BEGIN

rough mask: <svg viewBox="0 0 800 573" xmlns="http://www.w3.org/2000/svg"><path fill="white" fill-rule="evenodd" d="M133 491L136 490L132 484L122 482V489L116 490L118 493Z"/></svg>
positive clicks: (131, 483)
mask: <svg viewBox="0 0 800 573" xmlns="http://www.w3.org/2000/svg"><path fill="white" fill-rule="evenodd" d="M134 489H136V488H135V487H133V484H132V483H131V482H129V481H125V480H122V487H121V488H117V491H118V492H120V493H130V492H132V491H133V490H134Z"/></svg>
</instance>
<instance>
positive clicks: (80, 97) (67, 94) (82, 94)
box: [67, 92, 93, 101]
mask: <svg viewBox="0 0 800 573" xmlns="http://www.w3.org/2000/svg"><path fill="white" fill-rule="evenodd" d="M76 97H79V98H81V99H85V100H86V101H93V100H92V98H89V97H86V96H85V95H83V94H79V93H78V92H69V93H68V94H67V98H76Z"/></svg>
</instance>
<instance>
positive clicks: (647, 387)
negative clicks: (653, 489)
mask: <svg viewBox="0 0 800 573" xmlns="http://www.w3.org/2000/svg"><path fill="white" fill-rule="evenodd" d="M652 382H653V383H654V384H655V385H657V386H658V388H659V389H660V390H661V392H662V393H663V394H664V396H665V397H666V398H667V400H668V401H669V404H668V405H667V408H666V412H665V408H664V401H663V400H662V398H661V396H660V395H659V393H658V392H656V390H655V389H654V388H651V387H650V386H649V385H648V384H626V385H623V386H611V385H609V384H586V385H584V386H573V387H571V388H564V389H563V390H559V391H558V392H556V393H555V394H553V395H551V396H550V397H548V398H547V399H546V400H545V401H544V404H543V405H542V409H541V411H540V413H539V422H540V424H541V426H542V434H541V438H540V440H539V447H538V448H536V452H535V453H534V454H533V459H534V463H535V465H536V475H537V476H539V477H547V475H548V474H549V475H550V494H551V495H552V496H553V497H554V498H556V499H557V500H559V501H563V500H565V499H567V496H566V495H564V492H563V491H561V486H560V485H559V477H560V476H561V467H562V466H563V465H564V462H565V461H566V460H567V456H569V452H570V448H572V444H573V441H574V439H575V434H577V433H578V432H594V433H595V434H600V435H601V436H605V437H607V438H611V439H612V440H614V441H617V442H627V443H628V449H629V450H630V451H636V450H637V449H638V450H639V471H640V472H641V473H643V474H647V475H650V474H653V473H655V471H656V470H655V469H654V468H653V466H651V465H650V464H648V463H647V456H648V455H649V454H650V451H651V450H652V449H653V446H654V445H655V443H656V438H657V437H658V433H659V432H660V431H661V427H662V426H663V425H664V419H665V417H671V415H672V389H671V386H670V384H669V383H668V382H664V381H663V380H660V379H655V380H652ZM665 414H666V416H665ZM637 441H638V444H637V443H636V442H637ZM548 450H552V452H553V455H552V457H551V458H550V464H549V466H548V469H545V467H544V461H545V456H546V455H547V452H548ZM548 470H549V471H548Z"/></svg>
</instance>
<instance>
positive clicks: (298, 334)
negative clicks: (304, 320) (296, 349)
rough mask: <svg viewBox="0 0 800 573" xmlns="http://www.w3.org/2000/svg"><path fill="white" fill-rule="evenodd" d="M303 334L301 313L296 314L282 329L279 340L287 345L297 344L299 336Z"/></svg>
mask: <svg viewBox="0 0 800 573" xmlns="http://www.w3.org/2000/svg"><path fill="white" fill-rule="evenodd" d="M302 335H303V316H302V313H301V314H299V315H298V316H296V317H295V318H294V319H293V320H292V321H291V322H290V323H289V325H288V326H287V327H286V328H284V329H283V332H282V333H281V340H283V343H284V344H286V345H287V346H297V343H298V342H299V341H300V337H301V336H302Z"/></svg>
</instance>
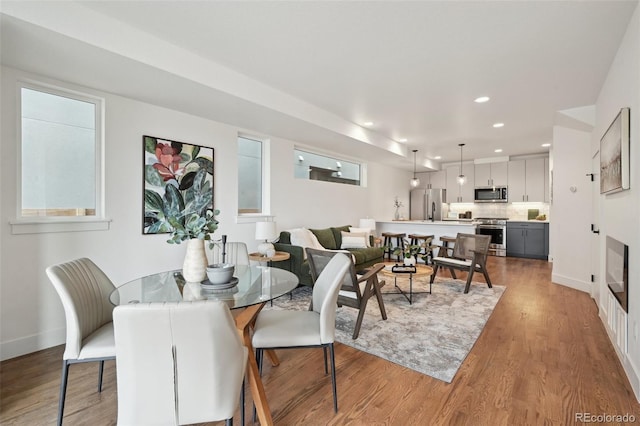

END

**WORK REQUIRED**. Transcribe the records word for word and include no pictures.

**SOLUTION**.
rough mask: <svg viewBox="0 0 800 573" xmlns="http://www.w3.org/2000/svg"><path fill="white" fill-rule="evenodd" d="M133 491L136 490L132 484L122 482V489L116 490L118 493Z"/></svg>
positive clicks: (131, 483)
mask: <svg viewBox="0 0 800 573" xmlns="http://www.w3.org/2000/svg"><path fill="white" fill-rule="evenodd" d="M134 489H136V488H135V487H133V484H132V483H131V482H129V481H125V480H122V487H121V488H117V491H118V492H120V493H130V492H132V491H133V490H134Z"/></svg>
</instance>
<instance>
positive clicks: (80, 97) (67, 94) (82, 94)
box: [67, 92, 93, 101]
mask: <svg viewBox="0 0 800 573" xmlns="http://www.w3.org/2000/svg"><path fill="white" fill-rule="evenodd" d="M76 97H79V98H81V99H85V100H86V101H93V100H92V98H89V97H86V96H85V95H83V94H79V93H78V92H69V93H68V94H67V98H76Z"/></svg>
</instance>
<instance>
positive clicks: (647, 387)
negative clicks: (653, 489)
mask: <svg viewBox="0 0 800 573" xmlns="http://www.w3.org/2000/svg"><path fill="white" fill-rule="evenodd" d="M652 382H653V383H654V384H655V385H657V386H658V388H659V389H660V390H661V392H662V393H663V394H664V396H665V397H666V398H667V400H668V401H669V404H668V405H667V408H666V412H665V408H664V401H663V400H662V398H661V396H660V395H659V393H658V392H656V390H655V389H654V388H651V387H650V386H649V385H648V384H626V385H623V386H611V385H609V384H586V385H584V386H573V387H571V388H564V389H563V390H559V391H558V392H556V393H555V394H553V395H551V396H550V397H548V398H547V399H546V400H545V401H544V404H543V405H542V409H541V411H540V413H539V422H540V424H541V426H542V434H541V438H540V440H539V447H538V448H536V452H535V453H534V454H533V459H534V463H535V465H536V475H537V476H539V477H547V475H548V474H549V475H550V494H551V495H552V496H553V497H554V498H556V499H557V500H559V501H563V500H565V499H567V496H566V495H564V492H563V491H561V486H560V485H559V477H560V476H561V467H562V466H563V465H564V462H565V461H566V460H567V456H569V452H570V448H572V444H573V441H574V439H575V434H577V433H578V432H594V433H595V434H600V435H601V436H605V437H607V438H611V439H612V440H614V441H617V442H627V443H628V449H629V450H630V451H636V450H637V449H638V450H639V471H640V472H641V473H643V474H647V475H650V474H653V473H655V471H656V470H655V469H654V468H653V466H651V465H650V464H648V463H647V456H648V455H649V454H650V451H651V450H652V449H653V446H654V445H655V443H656V438H657V437H658V433H659V432H660V431H661V427H662V426H663V425H664V419H665V417H671V415H672V389H671V386H670V384H669V383H668V382H664V381H663V380H660V379H655V380H652ZM665 414H666V416H665ZM637 441H638V444H637V443H636V442H637ZM548 450H552V452H553V455H552V457H551V458H550V464H549V466H548V469H545V467H544V461H545V456H546V455H547V452H548ZM548 470H549V471H548Z"/></svg>
</instance>
<instance>
positive clicks: (298, 334)
negative clicks: (304, 320) (296, 349)
rough mask: <svg viewBox="0 0 800 573" xmlns="http://www.w3.org/2000/svg"><path fill="white" fill-rule="evenodd" d="M303 334L301 313L296 314L282 329L279 340L287 345L297 344L299 336Z"/></svg>
mask: <svg viewBox="0 0 800 573" xmlns="http://www.w3.org/2000/svg"><path fill="white" fill-rule="evenodd" d="M302 335H303V316H302V313H301V314H299V315H298V316H296V317H295V318H294V319H293V320H292V321H291V322H290V323H289V325H288V326H287V327H286V328H284V329H283V332H282V333H281V340H283V343H284V344H286V345H287V346H297V343H298V342H299V341H300V337H301V336H302Z"/></svg>
</instance>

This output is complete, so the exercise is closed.